**CONJUNTO DE TAREFAS**:
A – No trecho sobre o amplificador fonte comum, o que foi mudado entre os dois casos comparados nos histogramas?
B – Devolva, do trecho sobre o amplificador fonte comum, a parte que começa em "Figura 2.7: Histogramas" e vai até "2.8: Ganho - fonte comum NMOS com carga ativa.", incluindo essas palavras.

**TRECHO DO DOCUMENTO**:
===

Nas seções seguintes os detalhes do transistor funcionando como fonte de corrente serão fornecidos, principalmente na análise de pequenos sinais. Para finalizar, dentro da faixa de variação das cargas respectivamente para cada amplificador, traçou-se um histograma para o ganho em cada caso. Ambos os histogramas estão na Figura 2.7.

Figura 2.7: Histogramas para o ganho: carga passiva e carga ativa.

Os histogramas foram traçados a partir dos mesmos dados de simulação que geraram os gráficos das Figuras 2.3 e 2.8. Isto é, a Figura 2.7 é apenas uma forma diferente de se verificar os dados mostrados. E, de uma maneira clara, percebe-se as possibilidades de ganho para cada caso, lembrando que o transistor amplificador e a polarização são os mesmos, apenas a carga foi mudada.

Ganho - fonte comum NMOS com carga ativa.

Figura 2.8: Ganho - fonte comum NMOS com carga ativa.

$\IDS$ - fonte comum NMOS com carga ativa.

Figura 2.9: \(I_{DS}\) - fonte comum NMOS com carga ativa.

$\gm$ - fonte comum NMOS com carga ativa.

Figura 2.10: \({g_{m}}\) - fonte comum NMOS com carga ativa.

$\ro$ - fonte comum NMOS com carga ativa.

Figura 2.11: \({r_{o}}\) - fonte comum NMOS com carga ativa.

2.1.1 Código de Simulação: fonte comum com carga resistiva

Código de simulação do fonte comum com carga resistiva, para NGSpice, usado para obtenção dos resultdos mostrados no exemplo anterior.

===

**LINHAS FORNECIDAS**:
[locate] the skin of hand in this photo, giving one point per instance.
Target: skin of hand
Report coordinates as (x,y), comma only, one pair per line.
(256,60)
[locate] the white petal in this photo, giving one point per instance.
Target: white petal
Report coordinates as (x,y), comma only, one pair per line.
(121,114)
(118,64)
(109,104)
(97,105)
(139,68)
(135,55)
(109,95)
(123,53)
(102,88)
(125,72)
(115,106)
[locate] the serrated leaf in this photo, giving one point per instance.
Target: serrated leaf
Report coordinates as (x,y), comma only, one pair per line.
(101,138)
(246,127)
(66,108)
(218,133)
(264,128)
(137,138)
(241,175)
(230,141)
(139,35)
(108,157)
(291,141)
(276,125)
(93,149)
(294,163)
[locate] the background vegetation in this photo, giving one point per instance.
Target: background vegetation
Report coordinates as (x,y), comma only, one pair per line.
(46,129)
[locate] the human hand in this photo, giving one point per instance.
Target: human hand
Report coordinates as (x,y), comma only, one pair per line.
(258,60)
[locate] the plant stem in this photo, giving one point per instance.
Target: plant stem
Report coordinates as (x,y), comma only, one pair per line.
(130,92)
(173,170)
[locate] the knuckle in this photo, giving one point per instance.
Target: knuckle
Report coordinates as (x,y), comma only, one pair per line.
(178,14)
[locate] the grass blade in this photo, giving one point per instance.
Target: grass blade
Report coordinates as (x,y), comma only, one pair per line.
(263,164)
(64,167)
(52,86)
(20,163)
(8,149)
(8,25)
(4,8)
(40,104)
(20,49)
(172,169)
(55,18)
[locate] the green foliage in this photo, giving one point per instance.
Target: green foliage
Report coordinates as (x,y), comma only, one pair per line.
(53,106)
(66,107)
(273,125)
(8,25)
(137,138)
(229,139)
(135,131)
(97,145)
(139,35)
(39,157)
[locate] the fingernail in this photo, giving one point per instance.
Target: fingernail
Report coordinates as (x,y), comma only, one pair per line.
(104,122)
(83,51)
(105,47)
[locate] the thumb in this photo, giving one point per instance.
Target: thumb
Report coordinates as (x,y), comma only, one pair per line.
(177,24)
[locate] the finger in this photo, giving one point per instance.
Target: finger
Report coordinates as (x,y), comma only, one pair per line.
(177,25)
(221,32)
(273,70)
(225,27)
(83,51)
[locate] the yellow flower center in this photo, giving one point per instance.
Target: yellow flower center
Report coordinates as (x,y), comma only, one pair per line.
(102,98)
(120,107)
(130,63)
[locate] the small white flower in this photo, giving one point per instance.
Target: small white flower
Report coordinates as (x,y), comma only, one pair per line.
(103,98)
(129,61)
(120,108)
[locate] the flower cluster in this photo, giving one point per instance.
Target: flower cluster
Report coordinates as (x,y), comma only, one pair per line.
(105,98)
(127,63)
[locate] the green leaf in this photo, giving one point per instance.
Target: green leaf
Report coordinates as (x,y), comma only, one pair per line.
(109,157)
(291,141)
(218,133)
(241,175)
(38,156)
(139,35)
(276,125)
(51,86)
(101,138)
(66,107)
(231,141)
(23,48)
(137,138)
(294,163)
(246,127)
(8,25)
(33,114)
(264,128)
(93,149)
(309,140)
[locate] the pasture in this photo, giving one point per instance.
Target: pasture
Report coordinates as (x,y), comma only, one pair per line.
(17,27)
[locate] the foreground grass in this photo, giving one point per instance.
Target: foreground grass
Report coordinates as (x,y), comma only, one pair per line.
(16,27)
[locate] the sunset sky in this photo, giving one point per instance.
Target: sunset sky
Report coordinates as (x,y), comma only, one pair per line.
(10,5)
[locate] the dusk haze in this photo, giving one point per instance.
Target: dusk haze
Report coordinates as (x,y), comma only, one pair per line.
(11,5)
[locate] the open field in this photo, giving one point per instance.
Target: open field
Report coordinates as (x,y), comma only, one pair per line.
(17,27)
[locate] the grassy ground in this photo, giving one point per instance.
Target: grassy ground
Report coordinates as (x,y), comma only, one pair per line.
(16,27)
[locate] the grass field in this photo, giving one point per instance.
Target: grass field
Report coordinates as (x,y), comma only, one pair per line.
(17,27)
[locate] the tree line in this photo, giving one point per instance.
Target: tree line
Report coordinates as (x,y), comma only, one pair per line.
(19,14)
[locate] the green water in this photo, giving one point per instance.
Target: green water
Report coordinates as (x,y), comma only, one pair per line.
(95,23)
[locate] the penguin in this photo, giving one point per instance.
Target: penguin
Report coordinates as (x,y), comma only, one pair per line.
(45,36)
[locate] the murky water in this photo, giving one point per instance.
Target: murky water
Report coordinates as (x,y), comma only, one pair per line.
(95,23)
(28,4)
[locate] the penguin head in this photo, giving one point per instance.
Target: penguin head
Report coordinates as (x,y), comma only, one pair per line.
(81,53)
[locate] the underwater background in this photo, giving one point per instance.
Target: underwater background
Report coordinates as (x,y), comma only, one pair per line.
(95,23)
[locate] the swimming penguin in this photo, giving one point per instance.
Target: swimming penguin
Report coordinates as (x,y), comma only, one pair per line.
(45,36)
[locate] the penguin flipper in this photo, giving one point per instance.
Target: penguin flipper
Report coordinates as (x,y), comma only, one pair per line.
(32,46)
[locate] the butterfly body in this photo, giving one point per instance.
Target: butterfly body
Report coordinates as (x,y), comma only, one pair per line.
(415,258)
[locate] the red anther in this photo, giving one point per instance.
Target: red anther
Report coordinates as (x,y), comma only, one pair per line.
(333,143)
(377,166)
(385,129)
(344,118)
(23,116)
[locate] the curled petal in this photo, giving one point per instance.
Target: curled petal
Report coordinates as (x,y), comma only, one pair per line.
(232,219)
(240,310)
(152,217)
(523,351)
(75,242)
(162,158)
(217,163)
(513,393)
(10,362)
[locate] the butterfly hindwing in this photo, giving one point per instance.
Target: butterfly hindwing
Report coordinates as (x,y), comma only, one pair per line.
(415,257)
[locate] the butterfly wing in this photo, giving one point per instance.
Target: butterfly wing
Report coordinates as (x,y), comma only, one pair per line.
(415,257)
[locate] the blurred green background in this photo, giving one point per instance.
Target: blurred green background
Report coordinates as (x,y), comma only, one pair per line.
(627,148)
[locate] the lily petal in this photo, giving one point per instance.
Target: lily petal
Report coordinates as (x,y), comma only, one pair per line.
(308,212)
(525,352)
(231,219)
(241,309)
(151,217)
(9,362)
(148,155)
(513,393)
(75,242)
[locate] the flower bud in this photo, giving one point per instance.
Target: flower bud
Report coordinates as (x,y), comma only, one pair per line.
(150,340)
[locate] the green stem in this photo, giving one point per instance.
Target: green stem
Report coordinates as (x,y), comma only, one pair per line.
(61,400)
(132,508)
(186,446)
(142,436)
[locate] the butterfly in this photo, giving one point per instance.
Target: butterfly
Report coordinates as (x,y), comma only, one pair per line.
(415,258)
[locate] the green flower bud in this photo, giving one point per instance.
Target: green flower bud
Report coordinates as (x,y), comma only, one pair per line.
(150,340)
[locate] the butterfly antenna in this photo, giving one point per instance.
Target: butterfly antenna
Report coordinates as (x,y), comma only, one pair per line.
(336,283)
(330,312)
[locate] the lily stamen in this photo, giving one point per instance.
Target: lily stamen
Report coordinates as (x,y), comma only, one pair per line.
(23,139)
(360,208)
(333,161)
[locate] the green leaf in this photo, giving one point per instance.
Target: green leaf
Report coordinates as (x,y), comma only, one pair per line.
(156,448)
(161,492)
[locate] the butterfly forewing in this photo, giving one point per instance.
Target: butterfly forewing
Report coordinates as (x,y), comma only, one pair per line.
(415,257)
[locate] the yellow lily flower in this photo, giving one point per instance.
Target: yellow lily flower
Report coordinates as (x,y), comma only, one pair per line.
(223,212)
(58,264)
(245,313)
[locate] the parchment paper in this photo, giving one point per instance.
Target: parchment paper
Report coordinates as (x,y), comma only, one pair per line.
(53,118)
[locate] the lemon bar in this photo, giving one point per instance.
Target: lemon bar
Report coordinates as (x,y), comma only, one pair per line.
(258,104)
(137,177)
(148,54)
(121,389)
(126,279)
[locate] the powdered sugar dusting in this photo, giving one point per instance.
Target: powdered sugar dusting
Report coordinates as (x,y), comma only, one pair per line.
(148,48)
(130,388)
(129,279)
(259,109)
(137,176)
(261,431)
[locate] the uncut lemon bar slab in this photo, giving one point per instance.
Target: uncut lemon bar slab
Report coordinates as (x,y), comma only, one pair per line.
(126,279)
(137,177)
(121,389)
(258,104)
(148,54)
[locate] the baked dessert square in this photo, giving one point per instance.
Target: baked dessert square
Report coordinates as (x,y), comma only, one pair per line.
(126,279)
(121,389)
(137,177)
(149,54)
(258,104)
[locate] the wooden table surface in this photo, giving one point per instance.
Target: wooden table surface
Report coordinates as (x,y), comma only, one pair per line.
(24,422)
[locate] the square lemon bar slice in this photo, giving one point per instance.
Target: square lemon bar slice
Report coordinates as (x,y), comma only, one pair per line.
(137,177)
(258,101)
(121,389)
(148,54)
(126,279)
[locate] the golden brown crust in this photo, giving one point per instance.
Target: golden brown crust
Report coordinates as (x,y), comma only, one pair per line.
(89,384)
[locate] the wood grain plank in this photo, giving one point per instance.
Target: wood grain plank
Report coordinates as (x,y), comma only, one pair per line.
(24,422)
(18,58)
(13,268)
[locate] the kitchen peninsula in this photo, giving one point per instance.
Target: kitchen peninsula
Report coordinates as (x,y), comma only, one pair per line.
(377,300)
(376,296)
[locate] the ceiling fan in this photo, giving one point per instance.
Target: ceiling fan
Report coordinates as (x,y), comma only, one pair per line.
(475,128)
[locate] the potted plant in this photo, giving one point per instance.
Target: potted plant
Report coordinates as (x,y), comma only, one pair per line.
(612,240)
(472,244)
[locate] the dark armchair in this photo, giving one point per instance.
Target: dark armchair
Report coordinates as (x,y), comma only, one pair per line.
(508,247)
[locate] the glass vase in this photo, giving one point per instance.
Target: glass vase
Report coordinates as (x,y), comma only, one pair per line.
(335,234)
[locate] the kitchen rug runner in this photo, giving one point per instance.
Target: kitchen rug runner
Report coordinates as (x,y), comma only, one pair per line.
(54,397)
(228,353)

===

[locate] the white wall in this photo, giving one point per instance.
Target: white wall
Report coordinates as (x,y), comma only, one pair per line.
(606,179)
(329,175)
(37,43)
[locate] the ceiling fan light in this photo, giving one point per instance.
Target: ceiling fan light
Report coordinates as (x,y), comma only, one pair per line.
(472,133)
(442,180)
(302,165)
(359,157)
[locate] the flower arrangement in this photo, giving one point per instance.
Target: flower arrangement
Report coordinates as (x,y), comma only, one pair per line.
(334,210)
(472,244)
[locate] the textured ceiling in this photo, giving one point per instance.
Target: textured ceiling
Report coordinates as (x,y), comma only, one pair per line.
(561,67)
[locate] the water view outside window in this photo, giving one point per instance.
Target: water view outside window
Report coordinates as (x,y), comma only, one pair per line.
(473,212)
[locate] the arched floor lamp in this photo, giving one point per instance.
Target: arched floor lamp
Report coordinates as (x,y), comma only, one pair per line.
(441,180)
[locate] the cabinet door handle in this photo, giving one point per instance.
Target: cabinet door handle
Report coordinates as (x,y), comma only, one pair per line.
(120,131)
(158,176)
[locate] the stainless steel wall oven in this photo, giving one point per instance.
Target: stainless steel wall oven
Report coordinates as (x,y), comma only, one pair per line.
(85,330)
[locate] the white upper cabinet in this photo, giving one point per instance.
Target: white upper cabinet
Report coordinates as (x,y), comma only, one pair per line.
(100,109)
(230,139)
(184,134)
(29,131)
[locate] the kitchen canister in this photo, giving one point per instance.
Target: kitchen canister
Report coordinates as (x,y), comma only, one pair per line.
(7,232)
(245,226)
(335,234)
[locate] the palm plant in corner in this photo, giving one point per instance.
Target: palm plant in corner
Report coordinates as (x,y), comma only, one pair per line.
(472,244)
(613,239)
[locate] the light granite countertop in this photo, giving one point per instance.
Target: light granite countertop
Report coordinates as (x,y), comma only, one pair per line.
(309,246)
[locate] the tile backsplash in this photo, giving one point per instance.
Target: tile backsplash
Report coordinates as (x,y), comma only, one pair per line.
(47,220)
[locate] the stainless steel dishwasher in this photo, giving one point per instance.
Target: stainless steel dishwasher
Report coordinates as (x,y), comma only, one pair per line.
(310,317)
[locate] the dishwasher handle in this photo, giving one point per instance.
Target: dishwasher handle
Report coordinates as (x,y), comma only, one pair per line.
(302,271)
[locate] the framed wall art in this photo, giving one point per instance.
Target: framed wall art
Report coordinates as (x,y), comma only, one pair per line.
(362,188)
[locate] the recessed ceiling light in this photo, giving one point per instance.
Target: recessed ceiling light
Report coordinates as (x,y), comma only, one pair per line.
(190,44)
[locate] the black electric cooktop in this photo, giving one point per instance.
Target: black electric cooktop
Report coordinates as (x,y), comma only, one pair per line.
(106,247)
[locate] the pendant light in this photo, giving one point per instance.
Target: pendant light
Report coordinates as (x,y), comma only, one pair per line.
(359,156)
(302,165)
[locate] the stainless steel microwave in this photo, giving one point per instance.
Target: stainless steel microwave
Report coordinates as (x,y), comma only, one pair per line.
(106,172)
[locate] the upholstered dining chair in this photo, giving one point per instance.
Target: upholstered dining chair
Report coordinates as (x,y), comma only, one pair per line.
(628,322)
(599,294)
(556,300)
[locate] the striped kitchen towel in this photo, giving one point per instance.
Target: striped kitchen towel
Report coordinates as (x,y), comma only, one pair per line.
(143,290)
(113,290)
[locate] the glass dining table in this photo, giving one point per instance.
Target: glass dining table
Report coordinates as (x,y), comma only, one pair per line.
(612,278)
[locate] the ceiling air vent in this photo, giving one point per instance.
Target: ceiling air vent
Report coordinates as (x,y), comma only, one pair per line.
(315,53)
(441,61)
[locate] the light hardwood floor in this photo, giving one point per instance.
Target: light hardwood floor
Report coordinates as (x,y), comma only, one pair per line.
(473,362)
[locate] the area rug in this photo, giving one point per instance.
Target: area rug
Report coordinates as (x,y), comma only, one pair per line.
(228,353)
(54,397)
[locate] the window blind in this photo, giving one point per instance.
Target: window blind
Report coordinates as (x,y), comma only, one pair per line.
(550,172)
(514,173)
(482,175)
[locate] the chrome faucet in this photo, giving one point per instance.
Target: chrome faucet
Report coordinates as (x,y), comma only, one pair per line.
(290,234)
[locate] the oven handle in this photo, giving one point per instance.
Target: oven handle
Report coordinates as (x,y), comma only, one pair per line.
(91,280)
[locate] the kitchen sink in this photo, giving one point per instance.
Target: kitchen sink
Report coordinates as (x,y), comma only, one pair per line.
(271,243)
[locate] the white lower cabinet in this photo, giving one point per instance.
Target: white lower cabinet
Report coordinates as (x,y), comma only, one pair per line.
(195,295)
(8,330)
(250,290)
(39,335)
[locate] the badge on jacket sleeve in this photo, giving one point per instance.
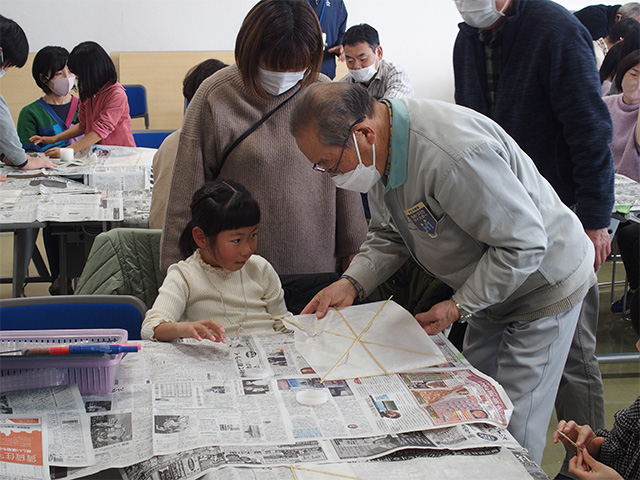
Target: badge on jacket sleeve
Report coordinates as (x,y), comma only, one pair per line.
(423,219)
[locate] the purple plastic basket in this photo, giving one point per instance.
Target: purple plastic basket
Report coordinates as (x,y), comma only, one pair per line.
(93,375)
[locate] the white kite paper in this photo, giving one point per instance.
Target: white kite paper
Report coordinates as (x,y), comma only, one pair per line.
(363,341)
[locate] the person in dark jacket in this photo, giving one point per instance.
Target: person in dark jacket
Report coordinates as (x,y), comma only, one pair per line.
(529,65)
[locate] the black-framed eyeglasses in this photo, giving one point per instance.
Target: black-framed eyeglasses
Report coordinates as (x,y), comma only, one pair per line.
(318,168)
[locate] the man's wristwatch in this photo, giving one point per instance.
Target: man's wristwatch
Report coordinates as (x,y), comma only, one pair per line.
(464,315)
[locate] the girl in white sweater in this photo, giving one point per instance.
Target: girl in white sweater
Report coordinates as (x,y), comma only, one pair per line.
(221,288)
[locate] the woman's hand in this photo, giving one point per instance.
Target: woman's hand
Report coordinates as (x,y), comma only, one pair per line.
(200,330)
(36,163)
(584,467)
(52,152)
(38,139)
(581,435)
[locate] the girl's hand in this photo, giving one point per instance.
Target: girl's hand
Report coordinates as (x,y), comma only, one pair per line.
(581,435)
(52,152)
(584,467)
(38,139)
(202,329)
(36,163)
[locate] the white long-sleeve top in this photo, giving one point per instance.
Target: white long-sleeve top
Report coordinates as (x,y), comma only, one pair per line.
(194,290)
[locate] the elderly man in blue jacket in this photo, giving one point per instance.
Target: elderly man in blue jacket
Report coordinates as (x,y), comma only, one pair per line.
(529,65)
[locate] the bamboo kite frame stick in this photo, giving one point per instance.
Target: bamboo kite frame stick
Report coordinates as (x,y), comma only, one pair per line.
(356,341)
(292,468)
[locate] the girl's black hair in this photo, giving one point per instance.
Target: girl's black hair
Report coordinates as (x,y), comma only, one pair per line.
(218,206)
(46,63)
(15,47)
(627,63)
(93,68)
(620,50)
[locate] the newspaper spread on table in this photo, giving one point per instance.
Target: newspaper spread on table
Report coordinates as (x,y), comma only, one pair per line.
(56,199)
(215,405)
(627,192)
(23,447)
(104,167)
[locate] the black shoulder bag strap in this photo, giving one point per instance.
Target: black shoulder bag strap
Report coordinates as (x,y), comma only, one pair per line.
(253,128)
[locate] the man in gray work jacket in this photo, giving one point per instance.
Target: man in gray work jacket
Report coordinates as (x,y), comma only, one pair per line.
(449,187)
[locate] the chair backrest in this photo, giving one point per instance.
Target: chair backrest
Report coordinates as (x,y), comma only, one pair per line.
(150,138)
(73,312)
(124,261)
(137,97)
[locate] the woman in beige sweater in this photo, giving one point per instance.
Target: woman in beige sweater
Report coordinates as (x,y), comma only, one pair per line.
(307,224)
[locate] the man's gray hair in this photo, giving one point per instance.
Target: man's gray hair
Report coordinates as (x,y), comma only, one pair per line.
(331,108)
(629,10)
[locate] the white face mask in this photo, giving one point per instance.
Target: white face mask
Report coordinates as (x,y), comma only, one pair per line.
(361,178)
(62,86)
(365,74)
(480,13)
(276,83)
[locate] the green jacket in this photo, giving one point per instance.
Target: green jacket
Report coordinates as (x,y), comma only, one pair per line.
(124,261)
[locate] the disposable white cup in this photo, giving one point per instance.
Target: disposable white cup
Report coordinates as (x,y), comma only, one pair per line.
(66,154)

===

**SOLUÇÕES EM ORDEM**:
A – Apenas a carga; o transistor amplificador e a polarização são os mesmos.

B –
Figura 2.7: Histogramas para o ganho: carga passiva e carga ativa.

Os histogramas foram traçados a partir dos mesmos dados de simulação que geraram os gráficos das Figuras 2.3 e 2.8. Isto é, a Figura 2.7 é apenas uma forma diferente de se verificar os dados mostrados. E, de uma maneira clara, percebe-se as possibilidades de ganho para cada caso, lembrando que o transistor amplificador e a polarização são os mesmos, apenas a carga foi mudada.

Ganho - fonte comum NMOS com carga ativa.

Figura 2.8: Ganho - fonte comum NMOS com carga ativa.